» WRITTEN TASK
Reproduce the items below word for word, from their first line through the line with "left=85, top=32, right=179, bottom=207", and include both of those lines.

Labeled box records
+ + + +

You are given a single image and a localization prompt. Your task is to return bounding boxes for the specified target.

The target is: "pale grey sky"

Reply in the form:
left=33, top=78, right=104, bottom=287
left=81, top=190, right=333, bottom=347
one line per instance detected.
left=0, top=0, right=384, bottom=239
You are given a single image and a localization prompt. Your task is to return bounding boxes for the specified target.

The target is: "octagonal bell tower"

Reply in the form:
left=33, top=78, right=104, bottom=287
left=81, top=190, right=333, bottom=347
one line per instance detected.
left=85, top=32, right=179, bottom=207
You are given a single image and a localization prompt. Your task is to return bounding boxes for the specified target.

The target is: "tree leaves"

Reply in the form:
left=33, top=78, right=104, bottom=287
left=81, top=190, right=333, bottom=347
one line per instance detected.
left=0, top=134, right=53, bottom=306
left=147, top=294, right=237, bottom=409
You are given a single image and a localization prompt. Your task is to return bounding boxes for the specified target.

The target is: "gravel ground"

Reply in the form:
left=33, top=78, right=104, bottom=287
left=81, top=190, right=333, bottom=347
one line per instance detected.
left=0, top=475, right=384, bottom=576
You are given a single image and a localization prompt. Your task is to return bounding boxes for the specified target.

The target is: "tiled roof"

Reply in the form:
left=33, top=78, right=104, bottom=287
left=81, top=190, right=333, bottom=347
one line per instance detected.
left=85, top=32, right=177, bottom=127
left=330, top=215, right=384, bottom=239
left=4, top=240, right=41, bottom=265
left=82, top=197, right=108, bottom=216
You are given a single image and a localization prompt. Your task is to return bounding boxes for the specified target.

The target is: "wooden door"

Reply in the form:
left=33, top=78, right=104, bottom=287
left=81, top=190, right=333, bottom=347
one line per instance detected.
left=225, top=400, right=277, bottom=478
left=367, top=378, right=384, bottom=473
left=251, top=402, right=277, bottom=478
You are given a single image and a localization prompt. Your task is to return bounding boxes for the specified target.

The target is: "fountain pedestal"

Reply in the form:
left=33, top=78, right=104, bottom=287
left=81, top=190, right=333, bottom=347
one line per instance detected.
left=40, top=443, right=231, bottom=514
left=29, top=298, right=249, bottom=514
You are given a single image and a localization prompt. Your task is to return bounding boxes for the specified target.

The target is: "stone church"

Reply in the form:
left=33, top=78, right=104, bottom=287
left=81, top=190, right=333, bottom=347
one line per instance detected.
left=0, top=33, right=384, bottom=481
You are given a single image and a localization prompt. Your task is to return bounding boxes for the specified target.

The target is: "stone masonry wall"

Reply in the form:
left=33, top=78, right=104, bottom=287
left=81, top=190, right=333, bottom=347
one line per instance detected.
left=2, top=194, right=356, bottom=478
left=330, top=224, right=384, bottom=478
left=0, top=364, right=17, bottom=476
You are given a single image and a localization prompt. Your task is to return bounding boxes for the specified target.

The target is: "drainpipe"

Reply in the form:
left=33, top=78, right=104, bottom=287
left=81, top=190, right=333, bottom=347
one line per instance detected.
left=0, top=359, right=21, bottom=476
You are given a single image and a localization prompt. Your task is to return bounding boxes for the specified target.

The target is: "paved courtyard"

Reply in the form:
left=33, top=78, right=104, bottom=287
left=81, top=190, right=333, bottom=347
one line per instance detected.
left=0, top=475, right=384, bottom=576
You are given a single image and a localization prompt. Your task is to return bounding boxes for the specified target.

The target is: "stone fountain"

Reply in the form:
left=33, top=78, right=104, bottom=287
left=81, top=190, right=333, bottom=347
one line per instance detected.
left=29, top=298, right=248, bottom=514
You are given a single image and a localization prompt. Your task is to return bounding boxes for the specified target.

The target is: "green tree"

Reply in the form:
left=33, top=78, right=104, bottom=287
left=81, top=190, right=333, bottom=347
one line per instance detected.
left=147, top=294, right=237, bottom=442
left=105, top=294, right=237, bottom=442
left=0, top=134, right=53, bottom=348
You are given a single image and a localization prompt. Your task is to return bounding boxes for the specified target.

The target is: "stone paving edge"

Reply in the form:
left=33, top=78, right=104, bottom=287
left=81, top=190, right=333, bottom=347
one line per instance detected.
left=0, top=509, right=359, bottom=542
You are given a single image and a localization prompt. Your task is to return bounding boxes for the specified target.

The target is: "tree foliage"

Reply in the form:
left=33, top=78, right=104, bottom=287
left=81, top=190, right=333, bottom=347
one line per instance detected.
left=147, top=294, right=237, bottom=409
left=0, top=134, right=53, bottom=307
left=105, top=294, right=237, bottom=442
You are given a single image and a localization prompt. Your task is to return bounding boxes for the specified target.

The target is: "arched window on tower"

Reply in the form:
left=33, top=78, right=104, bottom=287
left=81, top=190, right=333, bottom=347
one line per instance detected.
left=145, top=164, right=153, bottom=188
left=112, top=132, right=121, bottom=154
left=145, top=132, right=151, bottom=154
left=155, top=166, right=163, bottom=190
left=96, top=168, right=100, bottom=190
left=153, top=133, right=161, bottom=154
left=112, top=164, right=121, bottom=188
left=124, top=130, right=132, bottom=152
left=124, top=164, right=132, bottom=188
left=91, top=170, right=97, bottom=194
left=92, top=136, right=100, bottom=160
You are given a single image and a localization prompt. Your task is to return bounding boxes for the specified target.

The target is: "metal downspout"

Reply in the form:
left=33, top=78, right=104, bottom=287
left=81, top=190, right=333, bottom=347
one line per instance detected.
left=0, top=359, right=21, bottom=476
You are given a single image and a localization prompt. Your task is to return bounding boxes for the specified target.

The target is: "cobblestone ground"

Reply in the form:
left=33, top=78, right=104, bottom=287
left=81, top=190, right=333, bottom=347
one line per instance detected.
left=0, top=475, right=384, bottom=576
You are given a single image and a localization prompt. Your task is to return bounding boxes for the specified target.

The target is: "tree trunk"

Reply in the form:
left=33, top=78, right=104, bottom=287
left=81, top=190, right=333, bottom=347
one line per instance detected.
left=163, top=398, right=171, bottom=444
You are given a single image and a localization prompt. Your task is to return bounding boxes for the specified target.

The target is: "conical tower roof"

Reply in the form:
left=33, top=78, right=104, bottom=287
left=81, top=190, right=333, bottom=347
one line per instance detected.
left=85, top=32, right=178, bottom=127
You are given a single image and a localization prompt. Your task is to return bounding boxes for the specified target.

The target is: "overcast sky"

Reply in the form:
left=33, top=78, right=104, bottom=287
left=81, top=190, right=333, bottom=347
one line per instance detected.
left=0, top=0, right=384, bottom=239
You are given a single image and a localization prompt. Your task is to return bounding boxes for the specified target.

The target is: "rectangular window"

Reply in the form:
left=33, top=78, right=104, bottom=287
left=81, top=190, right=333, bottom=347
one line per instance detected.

+ + + +

» EXPECTED ANSWER
You are given a single image and a localization prompt. Your task is to return bounding boxes for the specified target.

The target is: "pale grey sky"

Reply in the form:
left=33, top=78, right=104, bottom=287
left=81, top=190, right=333, bottom=347
one line per instance detected.
left=0, top=0, right=384, bottom=239
You are given a single image and a localization prompt. Your task is to return bounding boxes for the specified target.

The target is: "octagonal bell tower"

Reply in the form:
left=33, top=78, right=104, bottom=287
left=81, top=190, right=333, bottom=347
one line per instance detected.
left=85, top=32, right=179, bottom=207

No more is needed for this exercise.